+++ Stored data +++
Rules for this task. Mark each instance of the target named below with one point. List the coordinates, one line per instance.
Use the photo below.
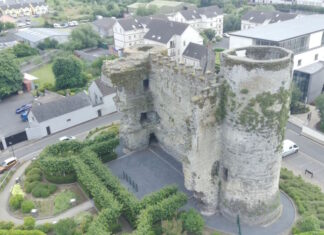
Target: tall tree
(10, 76)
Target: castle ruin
(226, 129)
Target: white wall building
(174, 36)
(304, 36)
(253, 19)
(202, 18)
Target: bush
(65, 227)
(29, 223)
(15, 201)
(192, 222)
(43, 190)
(27, 206)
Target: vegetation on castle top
(309, 200)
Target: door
(48, 130)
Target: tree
(209, 33)
(84, 37)
(68, 72)
(192, 222)
(23, 50)
(319, 102)
(10, 76)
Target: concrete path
(4, 205)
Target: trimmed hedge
(164, 210)
(21, 232)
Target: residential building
(163, 7)
(33, 36)
(303, 35)
(174, 36)
(104, 26)
(202, 18)
(18, 8)
(252, 19)
(131, 31)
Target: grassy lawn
+++
* _The exercise_:
Copy the lines of the records as a numbered list, from the line containing "Target: residential building" through the end of the records, including both ends and skipping any blank lines.

* _Task response_:
1. Target: residential building
2. (163, 7)
3. (33, 36)
4. (303, 35)
5. (174, 36)
6. (104, 26)
7. (202, 18)
8. (18, 8)
9. (252, 19)
10. (131, 31)
11. Target: grassy lawn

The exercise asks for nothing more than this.